** BEGIN TEXT SHOWN **

Saturday 14 January 2023

The Magic Of Starlings.

 I remember one winters evening when I was a child, walking through an underpass in Romford town centre. The kind of structure beloved of urban planners in the 50s and 60s, dishevelled by the 1980s and 90s of my childhood and youth. I recall reaching an open space at the bottom end of Romford Market, a sort of roundabout for pedestrians, open to the sky and fringed by small street trees. There was a cacophony in the skies, twittering, and the distinct whirring of hundreds of tiny wings. I was in the shadow of an urban murmuration, a big flock of starlings making their way to a communal roost somewhere else in town. I recall even at that young age, fascinated by anything small and flighted, being wonderstruck by this sensational display. Starlings are still common, but when I was a kid a flock of them could darken a grey Romford sky. Not so now. They have declined and become much scarcer since. While murmurations as big and bigger than that one I witnessed circa 1989 and still in single digits, still exist, they are few and far between, and invariably something of an avian tourist attraction, and very seldom in town centres. The Starling’s decline has been rapid, tragic and transformative.

** END TEXT SHOWN **
** BEGIN MATERIAL SUPPLIED **

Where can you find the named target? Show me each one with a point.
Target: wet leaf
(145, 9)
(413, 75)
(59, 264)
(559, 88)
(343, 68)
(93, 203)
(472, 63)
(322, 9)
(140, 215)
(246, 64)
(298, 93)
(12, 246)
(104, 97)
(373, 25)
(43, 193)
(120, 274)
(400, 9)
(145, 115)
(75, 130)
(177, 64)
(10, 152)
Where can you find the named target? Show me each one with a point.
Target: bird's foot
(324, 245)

** END MATERIAL SUPPLIED **
** BEGIN MATERIAL SUPPLIED **

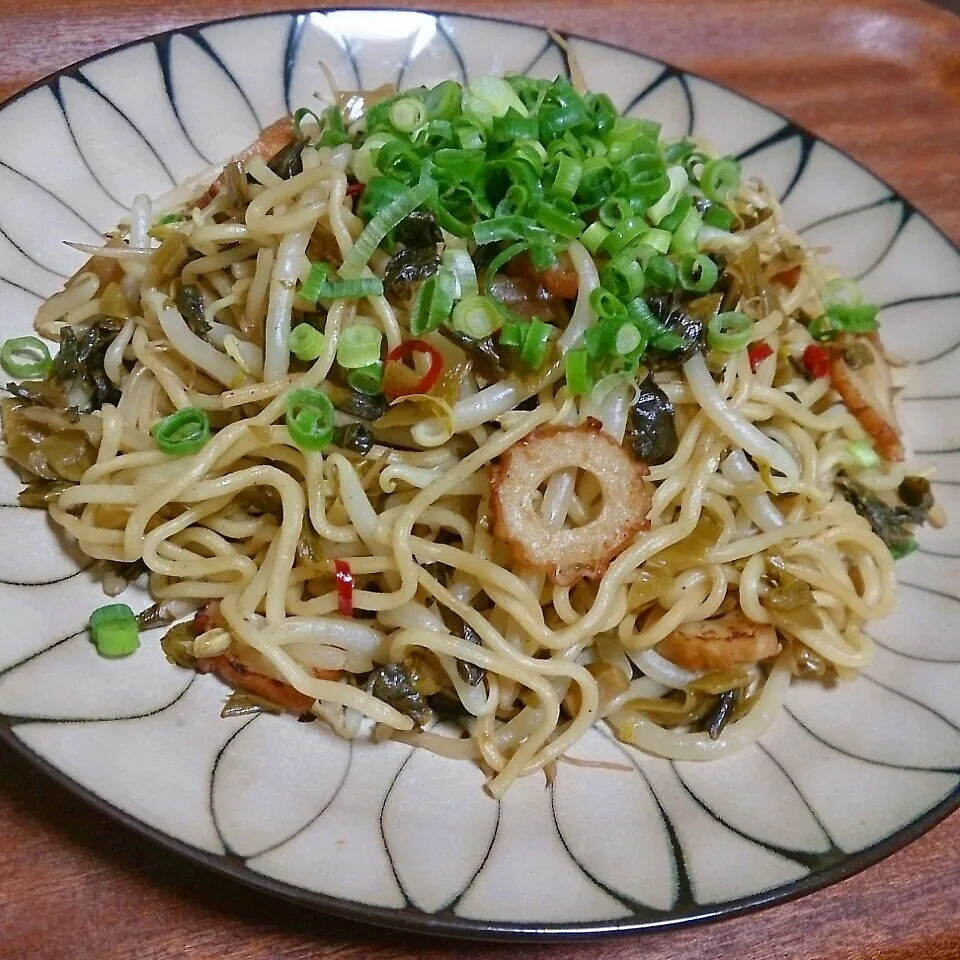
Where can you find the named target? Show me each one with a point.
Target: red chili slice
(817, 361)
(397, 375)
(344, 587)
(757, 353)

** END MATERIAL SUPPLIED **

## WHAT YOU NEED TO DO
1. In the starling piece above, what town centre was the writer walking through as a child when the murmuration passed overhead?
2. Please write the next paragraph of the starling piece, picking up after its final sentence.

## PER-TASK OUTPUTS
1. Romford town centre.

2.
Starlings in Cromer, spring 2022


Starlings are familiar, if not the most popular of garden visitors, I recall my aunt referring to the small bands of starlings which visited her bird table of a winters morning in the 1990s as a ‘raiding party,’ and even today they make short work of the fat balls and sunflower seeds we leave out for them. A pair attempted to nest in the apple tree in the back garden this summer, a glorious, noisy nest in a natural tree hole. They lack the tidy, hygienic practices of Blue Tits and other small passerines, which carefully move the fecal sacs away from the nest to avoid giving away its location. A static waterfall of white bird poo coated the bark beneath the hole. The adults were noisy too, attacking any magpie which landed in the adjacent trees. Sadly, I fear their efforts were not enough to protect their chicks from the big, mean corvids, as the nest fell silent one day, and no brown coated juveniles were seen on the lawn as I had hoped. I believe the garden nest of which I was most proud was not successful.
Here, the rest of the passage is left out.